* **REQUIREMENT 1**: In the records, recast the stretch from the line containing "the porch roof" through the last line of the records as a JSON list of strings, one string per line, leaving out blank lines.

··· EXTRACT TO READ ···

The User Home Directory#

On Windows, your user home directory will be C:\Users\your_username. So if your username is kimendoz, your home directory will be C:\Users\kimendoz. In a moment, we will show you how to retrieve your username. For now, assume you know it.

Subfolders of your home directory#

Say that the user herbo has a subfolder ACCY 570 in his home directory. Within that subfolder, he created another subfolder for problem set 1 called PS1. Within that folder, he has a data file StockData.csv. The full path to his data file would be C:\Users\herbo\ACCY 570\PS1\StockData.csv. This path is like an address for the file. When you are ready to load a file into Python, you will need to provide this path to a function.

Downloads folder#

The path to the downloads folder is C:\Users\your_username\Downloads. If there’s a file Zebra.txt in that folder, its full path would be C:\Users\your_username\Downloads\Zebra.txt.

Desktop folder#

The path to the downloads folder is C:\Users\your_username\Desktop. If there’s a file Crocodile.txt in that folder, its full path would be C:\Users\your_username\Desktop\Crocodile.txt.

Retrieving File Paths#

On Windows#

On Windows, there are multiple ways to retrieve the path to a file:

  • In File Explorer, navigate to the folder that contains your file. Then click in the address bar. See screenshot below.
    alt text

  • In File Explorer, navigate to the folder that contains your file. Then hold down the SHIFT key and right-click on the file. A menu will appear and one of the options will be “Copy as path”. Click on that menu item and the full path to the file will be copied to your clipboard.

  • In recent versions of Windows 10, open the start menu and type the name of your file. In the search results, you will see an option that says “Copy file path”. Click on that and the full path to the file will be copied to your clipboard. See screenshot below. alt text

On Mac#

On a Mac, the easiest way to retrieve the path to a file is similar to the second option listed above for Windows. In the Finder, navigate to the file of interest. Right-click on the file (or CONTROL-click, or two-finger-click on a trackpad); while in this menu, hold down the OPTION key. Notice that the Copy <file> option changes to Copy <file> as Pathname. (NOTE: the name of your file will be in quotes where you see <file>.) Selecting that will copy the path to your clipboard, and you can now paste that path as text in Python (or anywhere else). The screenshot below shows an example.

alt text

Getting your User Name#

Your operating system assigns each user a username. Your username is used to create a user home folder for you. In this section, we will show you how to retrieve your user name.

Your username may differ from your display name. Do not assume you know your username. When you start up your computer and it asks for your password, it shows your display name, e.g. “Jack Smith”. However, your username is likely different. It may be jsmith, jacksmith, jacks, or “jasmit”.

One way to discover your user name is to find a file somewhere in your user folders and, by using one of the methods above, learn the full path. You will see your username in there.

Another way is to use Python’s built-in function getlogin. To use that, run the code cell below:

from os import getlogin
print(f'Your username is: {getlogin()}')
---------------------------------------------------------------------------
OSError                                   Traceback (most recent call last)
Cell In[1], line 2
      1 from os import getlogin
----> 2 print(f'Your username is: {getlogin()}')

···

* **REQUIREMENT 2**: Condense the paragraph of the file-paths guide that begins "On a Mac, the easiest way" into a shorter version that keeps its main facts.

··· DATA FOR PROCESSING ···

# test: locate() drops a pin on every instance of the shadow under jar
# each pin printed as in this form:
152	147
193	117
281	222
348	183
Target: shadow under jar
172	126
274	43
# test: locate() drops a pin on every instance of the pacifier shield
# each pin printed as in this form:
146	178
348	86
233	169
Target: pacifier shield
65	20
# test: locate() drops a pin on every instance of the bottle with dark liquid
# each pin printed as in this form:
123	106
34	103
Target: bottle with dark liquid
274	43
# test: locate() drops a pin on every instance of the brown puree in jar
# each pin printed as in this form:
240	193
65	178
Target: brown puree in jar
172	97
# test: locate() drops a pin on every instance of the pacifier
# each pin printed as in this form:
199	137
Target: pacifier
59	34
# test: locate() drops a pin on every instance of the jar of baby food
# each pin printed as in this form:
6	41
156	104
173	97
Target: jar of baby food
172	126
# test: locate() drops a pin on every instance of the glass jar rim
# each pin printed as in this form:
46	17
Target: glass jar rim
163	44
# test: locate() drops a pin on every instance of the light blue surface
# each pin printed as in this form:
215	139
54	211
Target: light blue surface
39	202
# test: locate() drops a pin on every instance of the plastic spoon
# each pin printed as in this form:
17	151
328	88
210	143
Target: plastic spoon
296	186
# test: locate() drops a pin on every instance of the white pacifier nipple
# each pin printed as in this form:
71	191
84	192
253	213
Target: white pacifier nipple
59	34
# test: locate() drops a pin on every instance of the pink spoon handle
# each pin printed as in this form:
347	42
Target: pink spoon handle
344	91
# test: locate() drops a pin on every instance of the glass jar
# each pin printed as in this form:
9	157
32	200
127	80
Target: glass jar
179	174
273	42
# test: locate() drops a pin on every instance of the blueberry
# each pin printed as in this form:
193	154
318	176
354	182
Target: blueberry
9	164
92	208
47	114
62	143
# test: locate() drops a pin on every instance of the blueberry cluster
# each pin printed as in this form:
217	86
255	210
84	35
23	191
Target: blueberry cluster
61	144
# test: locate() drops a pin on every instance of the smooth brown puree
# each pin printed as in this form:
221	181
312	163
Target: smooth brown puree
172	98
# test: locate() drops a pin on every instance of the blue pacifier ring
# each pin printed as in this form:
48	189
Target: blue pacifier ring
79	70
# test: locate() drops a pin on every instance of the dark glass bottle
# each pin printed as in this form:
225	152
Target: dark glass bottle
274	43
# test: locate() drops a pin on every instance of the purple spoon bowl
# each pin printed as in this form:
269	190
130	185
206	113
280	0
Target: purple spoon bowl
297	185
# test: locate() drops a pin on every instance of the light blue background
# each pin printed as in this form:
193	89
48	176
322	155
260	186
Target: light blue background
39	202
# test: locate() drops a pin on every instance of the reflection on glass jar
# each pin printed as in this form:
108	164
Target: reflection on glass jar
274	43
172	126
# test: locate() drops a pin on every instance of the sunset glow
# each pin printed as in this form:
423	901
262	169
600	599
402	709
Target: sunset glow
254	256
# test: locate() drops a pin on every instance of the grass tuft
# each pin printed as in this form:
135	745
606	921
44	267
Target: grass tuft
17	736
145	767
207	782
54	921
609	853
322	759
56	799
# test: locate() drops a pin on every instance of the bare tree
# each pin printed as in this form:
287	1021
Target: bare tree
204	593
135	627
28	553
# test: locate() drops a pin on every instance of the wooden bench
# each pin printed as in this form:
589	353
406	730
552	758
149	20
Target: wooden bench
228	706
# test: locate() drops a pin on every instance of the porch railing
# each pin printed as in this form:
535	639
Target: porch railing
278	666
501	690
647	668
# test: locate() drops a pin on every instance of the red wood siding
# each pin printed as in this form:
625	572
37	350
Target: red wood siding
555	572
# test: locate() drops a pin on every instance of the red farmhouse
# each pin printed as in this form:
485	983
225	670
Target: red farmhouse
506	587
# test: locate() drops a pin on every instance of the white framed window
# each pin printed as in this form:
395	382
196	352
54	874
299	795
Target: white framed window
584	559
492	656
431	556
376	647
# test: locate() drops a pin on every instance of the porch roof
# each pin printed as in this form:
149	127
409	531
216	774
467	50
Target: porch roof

···

* **WORKED ANSWER 1**:
[
  "# test: locate() drops a pin on every instance of the porch roof",
  "# each pin printed as in this form:",
  "149\t127",
  "409\t531",
  "216\t774",
  "467\t50",
  "Target: porch roof"
]

* **WORKED ANSWER 2**: On a Mac, in Finder, go to the file and right-click it (or CONTROL-click, or two-finger-click on a trackpad). With the menu open, hold down OPTION, and the Copy <file> item turns into Copy <file> as Pathname, with the file's name in quotes in place of <file>. Choosing it copies the full path to the clipboard, so it can be pasted as text in Python or anywhere else. This resembles the second Windows method.